++++ Data provided ++++

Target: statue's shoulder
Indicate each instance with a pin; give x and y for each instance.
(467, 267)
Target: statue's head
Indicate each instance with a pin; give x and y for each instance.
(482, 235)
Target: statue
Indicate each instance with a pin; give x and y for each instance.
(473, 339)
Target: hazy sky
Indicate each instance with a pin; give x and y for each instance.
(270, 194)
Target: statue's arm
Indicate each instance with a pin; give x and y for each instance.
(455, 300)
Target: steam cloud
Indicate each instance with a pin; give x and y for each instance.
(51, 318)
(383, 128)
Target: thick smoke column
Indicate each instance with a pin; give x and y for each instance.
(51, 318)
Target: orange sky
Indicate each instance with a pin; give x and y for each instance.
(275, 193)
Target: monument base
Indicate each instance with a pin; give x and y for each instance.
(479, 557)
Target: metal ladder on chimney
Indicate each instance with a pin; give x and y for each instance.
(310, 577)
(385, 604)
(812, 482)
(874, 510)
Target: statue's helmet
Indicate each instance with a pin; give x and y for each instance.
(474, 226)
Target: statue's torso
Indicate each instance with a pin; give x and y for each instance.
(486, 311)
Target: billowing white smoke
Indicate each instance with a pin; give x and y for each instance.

++++
++++ Data provided ++++

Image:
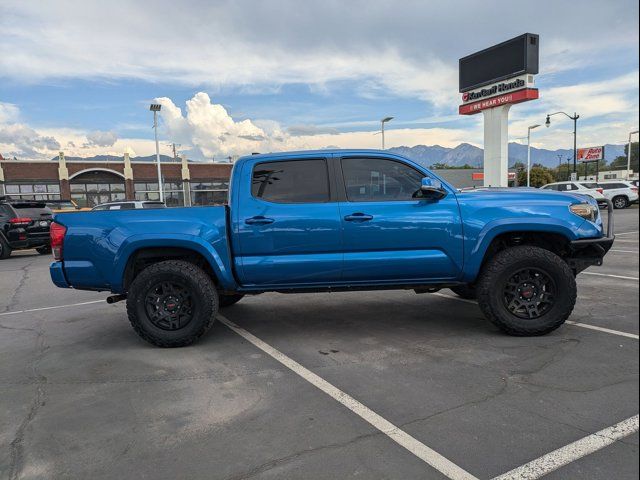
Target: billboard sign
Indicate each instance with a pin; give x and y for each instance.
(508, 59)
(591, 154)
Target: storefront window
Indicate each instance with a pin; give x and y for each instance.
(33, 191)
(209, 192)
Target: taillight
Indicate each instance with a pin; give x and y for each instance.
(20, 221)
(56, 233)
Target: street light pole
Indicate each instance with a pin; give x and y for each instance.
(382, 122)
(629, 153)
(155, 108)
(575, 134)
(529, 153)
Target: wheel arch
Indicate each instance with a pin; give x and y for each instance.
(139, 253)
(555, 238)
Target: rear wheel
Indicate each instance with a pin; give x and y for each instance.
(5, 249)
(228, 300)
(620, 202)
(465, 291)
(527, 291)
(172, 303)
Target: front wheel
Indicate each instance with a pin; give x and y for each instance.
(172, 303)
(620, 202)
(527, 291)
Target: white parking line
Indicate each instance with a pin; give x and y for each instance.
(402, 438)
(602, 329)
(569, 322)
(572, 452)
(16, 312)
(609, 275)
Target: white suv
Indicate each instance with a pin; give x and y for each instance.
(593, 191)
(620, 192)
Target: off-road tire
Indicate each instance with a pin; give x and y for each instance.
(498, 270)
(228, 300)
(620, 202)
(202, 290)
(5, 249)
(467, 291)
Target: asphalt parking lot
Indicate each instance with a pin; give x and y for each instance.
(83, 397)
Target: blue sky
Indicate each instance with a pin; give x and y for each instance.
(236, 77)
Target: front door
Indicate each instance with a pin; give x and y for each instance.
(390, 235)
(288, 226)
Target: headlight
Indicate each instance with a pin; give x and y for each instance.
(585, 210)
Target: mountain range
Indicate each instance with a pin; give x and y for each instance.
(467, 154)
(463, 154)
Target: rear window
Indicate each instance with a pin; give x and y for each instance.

++++

:: What the task requires ::
Scan each line of the entries above for the word "parking" and report how many lines contain it, with nothing else.

:: Answer section ::
2